◆ **Given text**:
* start *

In Part VII of my eight-part series of articles entitled “The Biblical Basis of the Doctrine of the Trinity,” I offer the following concluding argument for the doctrine:
A. All the elements of the doctrine are taught in Scripture.
1. One God who is one divine being (see Part I and Part II).
2. The Father is God (see Part III).
3. The Son is God (see Part IV).
4. The Holy Spirit is God (see Part V).
5. The Father, Son, and Holy Spirit are three persons, i.e., they are not each other, nor are they impersonal; they relate to one another personally (see Part VI).B. The New Testament presents a consistent triad of Father, Son, Holy Spirit (God, Christ, Spirit)….
C. Therefore, the Bible does teach the Trinity.
On April 13th, at the 2019 Theological Conference, a Biblical Unitarian meeting in Hampton, Georgia (ironically held at the Calvin Center, owned by the liberal PCUSA), Dale Tuggy devoted part of his lecture, “How Not to Argue from the Bible to the Trinity,” to a critique of the above argument. Unlike the Unitarian-Universalist Association, which has drifted completely away from the Bible and Christianity, the advocates of Biblical Unitarianism generally take a fairly conservative view of the Bible and accept such basic Christian beliefs as the virgin birth and resurrection of Christ. Indeed, in this respect they are more conservative than many pastors and scholars in the PCUSA! Tuggy is a philosopher who blogs on the subject of the Trinity. His critique of the above argument begins just under 17 minutes into the video and ends about ten minutes later. In this post, I will respond to his claim that my argument for the Trinity is unsound. In a second post, I will respond to his claim that my argument is incoherent.
Before he gets to his main criticisms of my argument, Tuggy asserts that I don’t need the second premise, regarding the consistent triad of Father, Son, and Holy Spirit in the New Testament (point B. above). He speculates that I threw it in there because I think only Trinitarianism can explain this premise and that Unitarianism can’t. Tuggy guessed incorrectly here (although I certainly think Trinitarianism explains this information better than Unitarianism). The middle “premise” is needed not because my argument would not work without it but because it anticipates and refutes a possible objection. Specifically, the point about the consistent triadic teaching of the New Testament shows that the doctrine of the Trinity is not cobbling together unrelated elements of biblical teaching. The Father, Son, and Holy Spirit are coordinated as divine persons in numerous passages throughout the NT in such a way as to confirm that the finding that the NT teaches the deity of each person (established in earlier parts of my outline) is not an accident or a misreading. These three persons—and only these three—are presented to us in the NT as true deity.
Tuggy concedes that my argument is logically valid (minus what he sees as an extraneous premise) but questions whether the argument is sound. His main objection is not that I failed to establish the six elements of the doctrine I stated were essential (note that point A.1. above summarized the first two elements) but that those elements do not mention “a tripersonal god,” or that the three persons “have the same ousia (essence, nature),” or the concepts of eternal generation and eternal procession. For example, he argues that it is a problem that there is no word for the “tripersonal god” in the Bible and that in order to defend the doctrine of the Trinity I needed to justify the use of such a term. In effect, Tuggy is here dictating that the essential elements of the doctrine include more information than the six elements I identified. His argument here fails to engage the basis on which I maintain that these six elements exhaust the category of essential elements of the doctrine. From the six propositions, the doctrine of the Trinity in some form follows. That is, if all six propositions are true, then the doctrine of the Trinity is necessarily true. If any one of the six propositions is false, then the doctrine of the Trinity is necessarily false. Therefore, each of the six propositions is essential, and only these propositions are essential, as elements of the doctrine of the Trinity.

* end *

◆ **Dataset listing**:
* start *

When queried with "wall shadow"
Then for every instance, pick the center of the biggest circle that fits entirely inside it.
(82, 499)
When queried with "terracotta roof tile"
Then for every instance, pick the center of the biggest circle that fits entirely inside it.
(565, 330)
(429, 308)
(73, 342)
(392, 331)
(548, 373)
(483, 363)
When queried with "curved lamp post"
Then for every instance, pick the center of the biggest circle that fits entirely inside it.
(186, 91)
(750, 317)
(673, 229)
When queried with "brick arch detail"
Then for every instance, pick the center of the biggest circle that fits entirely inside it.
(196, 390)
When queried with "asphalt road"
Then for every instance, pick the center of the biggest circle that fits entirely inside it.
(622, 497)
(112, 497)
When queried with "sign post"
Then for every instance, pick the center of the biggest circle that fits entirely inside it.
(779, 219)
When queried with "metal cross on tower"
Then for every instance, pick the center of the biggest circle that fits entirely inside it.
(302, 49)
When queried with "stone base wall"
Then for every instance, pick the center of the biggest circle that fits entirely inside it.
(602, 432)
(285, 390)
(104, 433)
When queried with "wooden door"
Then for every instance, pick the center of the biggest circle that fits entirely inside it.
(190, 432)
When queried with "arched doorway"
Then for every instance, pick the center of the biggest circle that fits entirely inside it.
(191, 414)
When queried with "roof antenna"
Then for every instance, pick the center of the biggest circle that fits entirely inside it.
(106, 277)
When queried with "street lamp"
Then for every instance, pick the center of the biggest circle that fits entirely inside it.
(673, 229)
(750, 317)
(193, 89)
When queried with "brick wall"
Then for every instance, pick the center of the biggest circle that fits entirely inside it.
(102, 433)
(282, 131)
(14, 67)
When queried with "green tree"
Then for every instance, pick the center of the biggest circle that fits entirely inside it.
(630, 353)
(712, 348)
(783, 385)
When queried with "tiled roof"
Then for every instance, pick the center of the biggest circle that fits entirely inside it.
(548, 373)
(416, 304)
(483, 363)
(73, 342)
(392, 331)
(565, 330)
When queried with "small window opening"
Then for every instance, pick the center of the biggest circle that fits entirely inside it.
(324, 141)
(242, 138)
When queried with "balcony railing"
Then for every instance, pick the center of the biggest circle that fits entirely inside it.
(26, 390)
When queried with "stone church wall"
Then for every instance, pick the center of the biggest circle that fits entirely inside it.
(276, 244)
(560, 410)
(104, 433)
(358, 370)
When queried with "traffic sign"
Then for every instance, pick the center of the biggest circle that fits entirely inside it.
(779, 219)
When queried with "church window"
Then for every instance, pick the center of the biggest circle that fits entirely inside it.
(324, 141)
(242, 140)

* end *

◆ **Short problem 1**: In the post defending the argument for the Trinity, what was the title of Dale Tuggy's lecture?
◆ **Short problem 2**: Write a continuation of the post defending the argument for the Trinity, starting after its last sentence.
The listing plays no role here.

◆ **Task answer 1**: "How Not to Argue from the Bible to the Trinity."

◆ **Task answer 2**:
I explain this briefly in the introduction to the article series. Mormons cannot affirm one divine being; Jehovah’s Witnesses and Unitarians cannot affirm that the Son is God; Monarchians cannot affirm that the Father, Son, and Holy Spirit are not each other. Trinitarians—and only Trinitarians—can affirm all six propositions. Therefore, these six affirmations are sufficient to define Trinitarianism, i.e., to distinguish it from other positions.
It is true that I did not include such concepts as eternal generation and eternal procession. These concepts are explanatory devices advanced in mainstream Trinitarianism to explain (at least somewhat) how the Son and the Holy Spirit are differentiated from the Father in eternity. However, one need not affirm these concepts in order to be Trinitarian. For example, one might maintain that the Second Person is eternally the Logos, who is truly God, and that the title “Son” applies to him by virtue of the Incarnation (as a Messianic title, for example). Some people consider this view heterodox, but the view is still a form of Trinitarianism. It clearly is not a form of Unitarianism, Monarchianism, or other non-Trinitarian theology.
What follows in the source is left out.